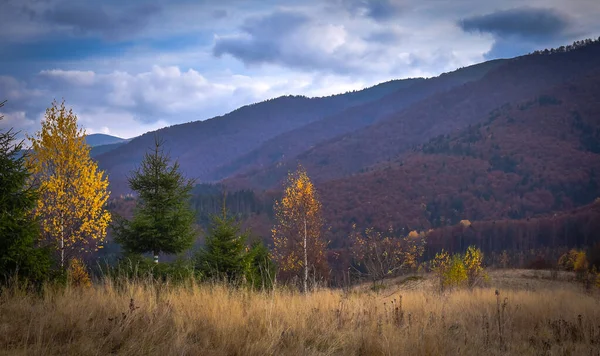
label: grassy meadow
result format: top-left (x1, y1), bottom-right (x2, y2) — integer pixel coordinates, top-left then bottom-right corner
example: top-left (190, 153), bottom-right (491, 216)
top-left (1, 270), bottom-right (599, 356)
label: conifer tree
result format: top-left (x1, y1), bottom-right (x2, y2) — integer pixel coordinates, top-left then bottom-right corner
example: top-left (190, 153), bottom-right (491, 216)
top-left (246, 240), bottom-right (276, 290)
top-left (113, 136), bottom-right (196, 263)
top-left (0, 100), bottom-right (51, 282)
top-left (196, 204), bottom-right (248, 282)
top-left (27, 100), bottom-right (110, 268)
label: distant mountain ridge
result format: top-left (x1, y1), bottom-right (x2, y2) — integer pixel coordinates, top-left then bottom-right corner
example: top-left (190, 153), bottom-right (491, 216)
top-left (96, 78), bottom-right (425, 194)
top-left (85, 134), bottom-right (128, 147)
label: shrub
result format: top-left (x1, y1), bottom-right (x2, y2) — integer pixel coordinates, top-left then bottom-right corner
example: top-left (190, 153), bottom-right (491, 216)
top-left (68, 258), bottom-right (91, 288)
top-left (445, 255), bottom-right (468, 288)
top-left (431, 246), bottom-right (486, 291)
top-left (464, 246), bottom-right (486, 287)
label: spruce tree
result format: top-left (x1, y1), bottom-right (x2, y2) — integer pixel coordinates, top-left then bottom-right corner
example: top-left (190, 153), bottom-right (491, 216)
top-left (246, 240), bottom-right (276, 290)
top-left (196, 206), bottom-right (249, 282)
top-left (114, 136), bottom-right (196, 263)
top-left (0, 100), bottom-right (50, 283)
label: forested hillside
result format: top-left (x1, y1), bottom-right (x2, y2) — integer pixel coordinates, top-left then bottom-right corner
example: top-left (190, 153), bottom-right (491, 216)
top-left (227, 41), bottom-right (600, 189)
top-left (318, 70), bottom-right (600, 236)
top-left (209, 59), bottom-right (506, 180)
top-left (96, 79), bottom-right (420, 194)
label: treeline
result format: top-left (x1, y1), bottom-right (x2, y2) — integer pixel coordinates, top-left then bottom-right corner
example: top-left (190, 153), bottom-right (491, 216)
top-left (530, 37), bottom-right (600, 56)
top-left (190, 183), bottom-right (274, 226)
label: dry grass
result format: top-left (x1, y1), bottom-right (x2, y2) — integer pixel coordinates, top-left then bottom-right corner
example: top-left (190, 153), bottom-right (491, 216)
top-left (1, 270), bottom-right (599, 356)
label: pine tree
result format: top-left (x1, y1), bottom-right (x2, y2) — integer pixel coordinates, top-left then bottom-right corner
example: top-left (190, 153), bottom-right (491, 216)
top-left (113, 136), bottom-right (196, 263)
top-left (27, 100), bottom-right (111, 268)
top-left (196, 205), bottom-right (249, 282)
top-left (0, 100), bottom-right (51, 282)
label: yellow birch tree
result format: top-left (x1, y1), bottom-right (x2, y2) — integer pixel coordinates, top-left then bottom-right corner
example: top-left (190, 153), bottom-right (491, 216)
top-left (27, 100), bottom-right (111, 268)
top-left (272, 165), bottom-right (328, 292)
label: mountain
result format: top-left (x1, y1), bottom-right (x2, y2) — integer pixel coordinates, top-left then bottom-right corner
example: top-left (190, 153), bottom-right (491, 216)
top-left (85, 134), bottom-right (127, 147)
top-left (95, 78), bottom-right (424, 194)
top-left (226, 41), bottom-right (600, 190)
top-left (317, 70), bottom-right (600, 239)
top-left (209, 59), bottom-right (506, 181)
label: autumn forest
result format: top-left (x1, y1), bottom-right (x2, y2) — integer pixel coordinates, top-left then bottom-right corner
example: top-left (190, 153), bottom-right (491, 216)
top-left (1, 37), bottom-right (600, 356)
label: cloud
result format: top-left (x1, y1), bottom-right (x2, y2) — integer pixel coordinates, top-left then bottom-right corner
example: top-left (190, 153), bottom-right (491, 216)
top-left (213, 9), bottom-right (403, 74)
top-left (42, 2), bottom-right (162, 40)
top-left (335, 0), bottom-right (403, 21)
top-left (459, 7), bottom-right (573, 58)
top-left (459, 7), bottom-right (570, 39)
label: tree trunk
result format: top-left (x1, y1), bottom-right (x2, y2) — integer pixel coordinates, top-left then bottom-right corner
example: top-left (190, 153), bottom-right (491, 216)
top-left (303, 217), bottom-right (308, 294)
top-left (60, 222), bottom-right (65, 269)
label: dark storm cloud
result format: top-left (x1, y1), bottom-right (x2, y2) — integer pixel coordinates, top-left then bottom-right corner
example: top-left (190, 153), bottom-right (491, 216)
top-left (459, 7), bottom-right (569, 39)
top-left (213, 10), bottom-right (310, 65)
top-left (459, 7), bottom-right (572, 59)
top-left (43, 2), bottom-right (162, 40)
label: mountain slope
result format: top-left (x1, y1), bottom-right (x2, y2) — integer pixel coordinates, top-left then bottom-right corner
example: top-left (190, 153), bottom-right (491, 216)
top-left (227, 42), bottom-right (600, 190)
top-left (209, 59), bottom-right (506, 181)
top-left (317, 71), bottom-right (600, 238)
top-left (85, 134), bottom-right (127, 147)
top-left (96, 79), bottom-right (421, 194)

+++

◆ **Task**:
Copy each line of the records above without change, but do not include any picture.

◆ **Your solution**:
label: grassy meadow
result format: top-left (x1, y1), bottom-right (x2, y2) — integer pixel coordinates, top-left then bottom-right corner
example: top-left (190, 153), bottom-right (491, 216)
top-left (1, 270), bottom-right (599, 356)
label: conifer tree
result format: top-left (x1, y1), bottom-right (x2, y2) — integer pixel coordinates, top-left then bottom-right corner
example: top-left (190, 153), bottom-right (491, 216)
top-left (246, 240), bottom-right (276, 290)
top-left (113, 136), bottom-right (196, 263)
top-left (0, 100), bottom-right (51, 282)
top-left (196, 204), bottom-right (248, 282)
top-left (27, 100), bottom-right (110, 268)
label: distant mountain ridge
result format: top-left (x1, y1), bottom-right (x2, y2) — integer pixel coordinates, top-left then bottom-right corner
example: top-left (190, 153), bottom-right (491, 216)
top-left (96, 78), bottom-right (425, 194)
top-left (85, 134), bottom-right (128, 147)
label: shrub
result format: top-left (x1, y1), bottom-right (x2, y2) — integer pixel coordinates, top-left then bottom-right corner
example: top-left (190, 153), bottom-right (491, 216)
top-left (68, 258), bottom-right (91, 288)
top-left (445, 255), bottom-right (468, 288)
top-left (431, 246), bottom-right (486, 291)
top-left (464, 246), bottom-right (486, 287)
label: spruce tree
result format: top-left (x1, y1), bottom-right (x2, y2) — integer pixel coordinates, top-left then bottom-right corner
example: top-left (190, 153), bottom-right (491, 216)
top-left (246, 240), bottom-right (276, 290)
top-left (196, 206), bottom-right (249, 282)
top-left (114, 136), bottom-right (196, 263)
top-left (0, 100), bottom-right (50, 283)
label: forested hillside
result format: top-left (x1, y1), bottom-right (x2, y2) — integer pixel coordinates, top-left then bottom-right corner
example: top-left (190, 153), bottom-right (491, 216)
top-left (227, 41), bottom-right (600, 189)
top-left (318, 70), bottom-right (600, 236)
top-left (209, 59), bottom-right (506, 180)
top-left (96, 79), bottom-right (420, 194)
label: treeline
result format: top-left (x1, y1), bottom-right (x2, y2) — integer pixel coordinates, top-left then bottom-right corner
example: top-left (190, 153), bottom-right (491, 216)
top-left (530, 37), bottom-right (600, 56)
top-left (190, 183), bottom-right (274, 226)
label: dry grass
result format: top-left (x1, y1), bottom-right (x2, y2) — integer pixel coordinates, top-left then bottom-right corner
example: top-left (190, 153), bottom-right (491, 216)
top-left (1, 270), bottom-right (599, 356)
label: pine tree
result format: top-left (x1, y1), bottom-right (x2, y2) — integer pixel coordinates, top-left then bottom-right corner
example: top-left (190, 153), bottom-right (491, 216)
top-left (113, 136), bottom-right (196, 263)
top-left (27, 100), bottom-right (111, 268)
top-left (196, 205), bottom-right (249, 282)
top-left (0, 100), bottom-right (51, 282)
label: yellow birch tree
result format: top-left (x1, y1), bottom-right (x2, y2) — integer pixel coordinates, top-left then bottom-right corner
example: top-left (190, 153), bottom-right (491, 216)
top-left (27, 100), bottom-right (111, 268)
top-left (272, 165), bottom-right (328, 292)
label: mountain
result format: top-left (x1, y1), bottom-right (x2, y2) — integer pixel coordinates, top-left then bottom-right corner
example: top-left (190, 153), bottom-right (491, 216)
top-left (85, 134), bottom-right (127, 147)
top-left (95, 78), bottom-right (424, 194)
top-left (226, 41), bottom-right (600, 190)
top-left (317, 70), bottom-right (600, 239)
top-left (209, 59), bottom-right (506, 181)
label: autumn forest
result format: top-left (x1, y1), bottom-right (x2, y2) — integer pixel coordinates, top-left then bottom-right corner
example: top-left (190, 153), bottom-right (491, 216)
top-left (1, 37), bottom-right (600, 356)
label: cloud
result format: top-left (x1, y1), bottom-right (x2, y2) — integer pixel coordinates, top-left then bottom-right corner
example: top-left (190, 153), bottom-right (491, 216)
top-left (213, 9), bottom-right (403, 74)
top-left (42, 2), bottom-right (162, 40)
top-left (335, 0), bottom-right (403, 21)
top-left (459, 7), bottom-right (573, 58)
top-left (459, 7), bottom-right (570, 39)
label: tree trunk
result format: top-left (x1, y1), bottom-right (x2, y2) — integer pixel coordinates, top-left then bottom-right corner
example: top-left (190, 153), bottom-right (491, 216)
top-left (303, 217), bottom-right (308, 294)
top-left (60, 222), bottom-right (65, 269)
label: dark storm cloud
result format: top-left (x1, y1), bottom-right (x2, y2) — integer pixel coordinates, top-left then bottom-right corner
example: top-left (190, 153), bottom-right (491, 216)
top-left (459, 7), bottom-right (569, 39)
top-left (213, 10), bottom-right (310, 65)
top-left (459, 7), bottom-right (572, 59)
top-left (43, 2), bottom-right (162, 40)
label: mountain slope
result format: top-left (x1, y1), bottom-right (x2, y2) — integer pixel coordinates, top-left then bottom-right corner
example: top-left (190, 153), bottom-right (491, 216)
top-left (227, 42), bottom-right (600, 190)
top-left (209, 59), bottom-right (506, 181)
top-left (317, 71), bottom-right (600, 238)
top-left (85, 134), bottom-right (127, 147)
top-left (96, 79), bottom-right (421, 194)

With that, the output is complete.